*GIVEN EXERCISE*:
Copy every row below word for word, without changing any character.

*Dataset excerpts on pointing to objects*:
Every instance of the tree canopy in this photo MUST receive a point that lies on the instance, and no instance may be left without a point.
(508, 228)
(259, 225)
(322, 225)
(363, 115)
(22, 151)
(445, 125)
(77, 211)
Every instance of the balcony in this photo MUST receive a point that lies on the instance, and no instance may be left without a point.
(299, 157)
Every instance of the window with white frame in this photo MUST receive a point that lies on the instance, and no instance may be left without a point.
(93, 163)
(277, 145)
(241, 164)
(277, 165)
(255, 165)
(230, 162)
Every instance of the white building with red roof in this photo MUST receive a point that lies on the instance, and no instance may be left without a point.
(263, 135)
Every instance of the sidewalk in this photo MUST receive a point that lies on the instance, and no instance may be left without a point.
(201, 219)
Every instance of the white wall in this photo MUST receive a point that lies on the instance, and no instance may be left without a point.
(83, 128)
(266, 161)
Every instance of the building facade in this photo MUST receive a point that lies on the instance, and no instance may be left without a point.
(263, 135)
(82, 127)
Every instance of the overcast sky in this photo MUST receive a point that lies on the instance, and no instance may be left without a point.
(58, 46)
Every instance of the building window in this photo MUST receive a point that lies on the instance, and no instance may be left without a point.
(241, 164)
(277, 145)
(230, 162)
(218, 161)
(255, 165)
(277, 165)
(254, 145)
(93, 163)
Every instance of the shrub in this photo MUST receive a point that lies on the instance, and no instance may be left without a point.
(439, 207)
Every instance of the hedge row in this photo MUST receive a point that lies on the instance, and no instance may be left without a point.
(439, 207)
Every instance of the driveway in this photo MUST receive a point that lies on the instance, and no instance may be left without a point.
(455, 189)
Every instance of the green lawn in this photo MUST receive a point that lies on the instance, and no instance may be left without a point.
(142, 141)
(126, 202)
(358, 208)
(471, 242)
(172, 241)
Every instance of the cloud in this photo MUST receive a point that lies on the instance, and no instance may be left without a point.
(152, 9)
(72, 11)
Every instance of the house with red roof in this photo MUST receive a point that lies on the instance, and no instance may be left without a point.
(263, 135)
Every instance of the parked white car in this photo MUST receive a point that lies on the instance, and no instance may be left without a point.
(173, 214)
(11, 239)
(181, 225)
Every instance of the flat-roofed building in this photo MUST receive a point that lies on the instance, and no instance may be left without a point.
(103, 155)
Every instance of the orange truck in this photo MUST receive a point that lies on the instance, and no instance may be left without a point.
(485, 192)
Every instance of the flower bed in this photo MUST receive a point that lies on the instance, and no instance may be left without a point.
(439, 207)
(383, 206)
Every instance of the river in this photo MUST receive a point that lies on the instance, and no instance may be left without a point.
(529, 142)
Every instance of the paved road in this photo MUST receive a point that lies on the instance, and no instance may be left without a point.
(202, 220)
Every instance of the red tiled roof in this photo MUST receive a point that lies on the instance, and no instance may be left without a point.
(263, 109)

*SOLUTION FOR THIS TASK*:
Every instance of the tree canopy in this photo MUST receive a point that lies on the instance, and no instance may be left without a point.
(508, 228)
(259, 225)
(322, 225)
(363, 115)
(22, 151)
(445, 125)
(77, 211)
Every instance of the balcony in this photo MUST receive a point that lies on the instance, and no instance may be left without a point.
(299, 157)
Every instance of the window with white frame in this photo MUST receive a point that lies on the instance, and no instance may be left without a point.
(93, 163)
(277, 145)
(241, 164)
(277, 165)
(255, 165)
(230, 162)
Every instance of the white building with red roof in this photo MUST receive a point that lies on the instance, and no instance may be left without a point.
(263, 135)
Every instance of the sidewalk in this photo MUST receive a point that lies on the instance, and no instance may be left without a point.
(201, 219)
Every instance of the white wall in this photo MUST receive a point that lies on the instance, and no instance may be left without a point.
(83, 128)
(266, 161)
Every instance of the building facade in this photo MUST receive a point that lies on the instance, and no instance may be left without a point.
(263, 135)
(82, 127)
Every instance of the overcast sky in this photo MUST receive a point that lies on the instance, and no instance may be left without a point.
(58, 46)
Every instance of the building window in this photo MUST receive a point that lies on the instance, and no instance may be left without a point.
(241, 164)
(277, 145)
(230, 162)
(218, 161)
(255, 165)
(277, 165)
(254, 145)
(93, 163)
Every instance of the shrub in this photo MUST receive a point that lies on the instance, and no instance may be left without a point.
(439, 207)
Every instance of the hedge row in this photo MUST receive a point that lies on the instance, and no instance may be left without a point.
(439, 207)
Every instance of the driveway in this photo MUST receive a point that lies on the instance, and no instance may be left without a point.
(455, 189)
Every instance of the green lawn in this photo MUST receive a point that lies on the instance, and no instance may be left without a point.
(142, 141)
(126, 202)
(358, 208)
(471, 242)
(172, 241)
Every instance of the cloud in this photo MUST receive a point that lies on the instance, and no instance may be left without a point.
(152, 9)
(72, 11)
Every instance of the house with red roof in this photo MUST receive a point that lies on the instance, and no instance may be left without a point.
(263, 135)
Every instance of the parked white car in this photo MUST receive a point that lies on the instance, and no instance may be left without a point.
(173, 214)
(11, 239)
(181, 225)
Every instance of the flat-roofed building in this photo MUST receive a point that lies on the instance, and no instance may be left without a point.
(103, 155)
Every instance of the orange truck in this photo MUST receive a point that lies on the instance, and no instance may be left without a point.
(485, 192)
Every instance of the flower bed in this photo MUST receive a point that lies on the instance, and no instance may be left without a point.
(439, 207)
(383, 206)
Every instance of the river in this photo MUST receive a point that lies on the instance, and no instance may be left without a point.
(529, 142)
Every instance of the paved road in this photo MUST receive a point that lies on the instance, and no instance may be left without a point.
(202, 220)
Every instance of the red tiled roof in this photo MUST receive a point that lies on the instance, and no instance may be left without a point.
(263, 109)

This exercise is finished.